:: Text ::
----------

Shining a Spotlight 11.20.08: Benoit and Keith

November 20, 2008 | Posted by Michael Weyer

As I’ve mentioned before, I’m a big reader and particularly with wrestling books. As such, I was naturally eager to get my hands on the fifth book by a man known for his wrestling histories. Dungeon of Death: Chris Benoit and the Hart Family Curse is the fifth book by Scott Keith, a man I’ve written about a bit in the past. I’ve often been negative about his work and his views on the business but I was still willing to approach this book with an open mind as I was interested in the take on the biggest story in wrestling history by a man who admired the participant involved in a major way. I know that Ryan Byers did his own review but I thought I’d add my thoughts to both the book and its author.

The book doesn’t just focus on Benoit but other wrestlers who have famously seen their lives ruined by drugs and the pressures of the business. It tends to mix in what I’ve also found the weaknesses of Keith’s writing which is that he can be rather judgmental on both workers and the business itself, pretty high horse talking about drug use and such. True, so many of the guys he discusses did indeed mess up their lives with drugs and steroids and the like but Keith sounds a bit too superior talking about it all, as if he’s never made any mistakes in his life.

Another thing that bugs you are the errors Keith will make, some very surprising. For a man who loved Benoit so much, he really messes up the timeline of the guy’s life such as when he says it was Benoit’s participation in 1994’s “When Worlds Collide” PPV that earned him a spot with ECW. In truth, Benoit not only was in ECW at this point but had already had the infamous neck-breaking match with Sabu. More baffling is when Keith hints that Benoit’s feud with Kevin Sullivan led to the emphasis on “hardcore” brawling when ECW had already set the bar by then. Even wilder is his statement on how a brawl between them in the ladies’ rest room “led to every brawl WCW did using that spot” when I can’t remember a single other match doing that. He also muffs some of the timeline involving Benoit’s 2001 injury and says Benoit returned in 2002 with no fanfare despite the fact his DVD has Benoit’s appearance to a huge ovation in his home town.

----------

:: Recorded information ::
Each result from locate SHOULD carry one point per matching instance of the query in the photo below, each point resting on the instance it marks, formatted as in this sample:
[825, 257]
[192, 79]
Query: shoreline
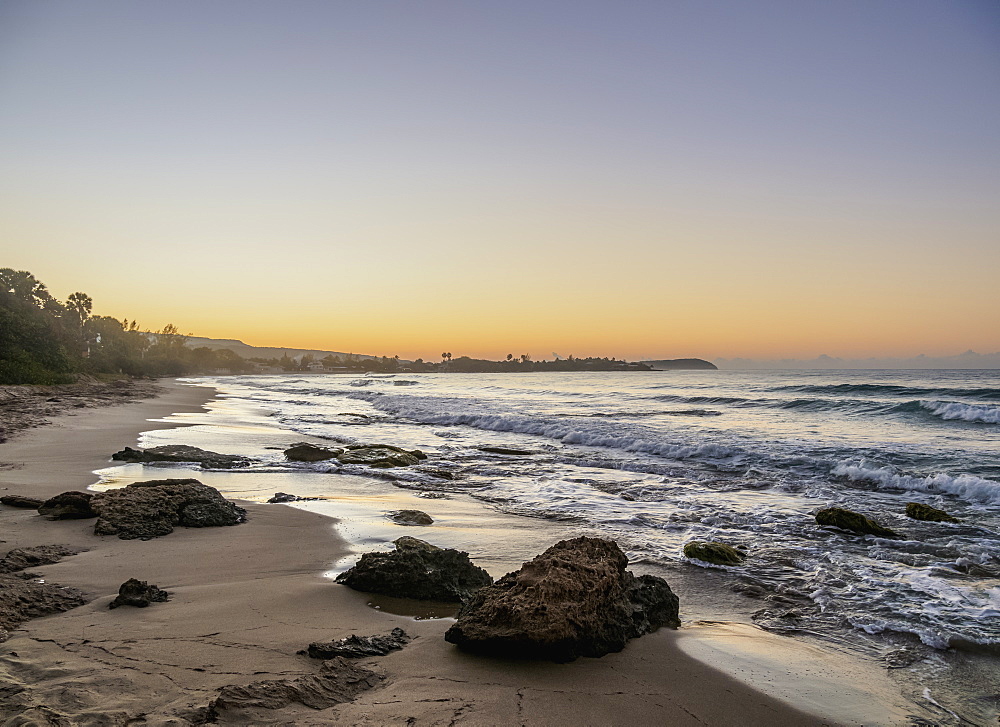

----------

:: Requirement ::
Output the entire review of Scott Keith's Benoit book again, word for word.

:: Output for this exercise ::
Shining a Spotlight 11.20.08: Benoit and Keith

November 20, 2008 | Posted by Michael Weyer

As I’ve mentioned before, I’m a big reader and particularly with wrestling books. As such, I was naturally eager to get my hands on the fifth book by a man known for his wrestling histories. Dungeon of Death: Chris Benoit and the Hart Family Curse is the fifth book by Scott Keith, a man I’ve written about a bit in the past. I’ve often been negative about his work and his views on the business but I was still willing to approach this book with an open mind as I was interested in the take on the biggest story in wrestling history by a man who admired the participant involved in a major way. I know that Ryan Byers did his own review but I thought I’d add my thoughts to both the book and its author.

The book doesn’t just focus on Benoit but other wrestlers who have famously seen their lives ruined by drugs and the pressures of the business. It tends to mix in what I’ve also found the weaknesses of Keith’s writing which is that he can be rather judgmental on both workers and the business itself, pretty high horse talking about drug use and such. True, so many of the guys he discusses did indeed mess up their lives with drugs and steroids and the like but Keith sounds a bit too superior talking about it all, as if he’s never made any mistakes in his life.

Another thing that bugs you are the errors Keith will make, some very surprising. For a man who loved Benoit so much, he really messes up the timeline of the guy’s life such as when he says it was Benoit’s participation in 1994’s “When Worlds Collide” PPV that earned him a spot with ECW. In truth, Benoit not only was in ECW at this point but had already had the infamous neck-breaking match with Sabu. More baffling is when Keith hints that Benoit’s feud with Kevin Sullivan led to the emphasis on “hardcore” brawling when ECW had already set the bar by then. Even wilder is his statement on how a brawl between them in the ladies’ rest room “led to every brawl WCW did using that spot” when I can’t remember a single other match doing that. He also muffs some of the timeline involving Benoit’s 2001 injury and says Benoit returned in 2002 with no fanfare despite the fact his DVD has Benoit’s appearance to a huge ovation in his home town.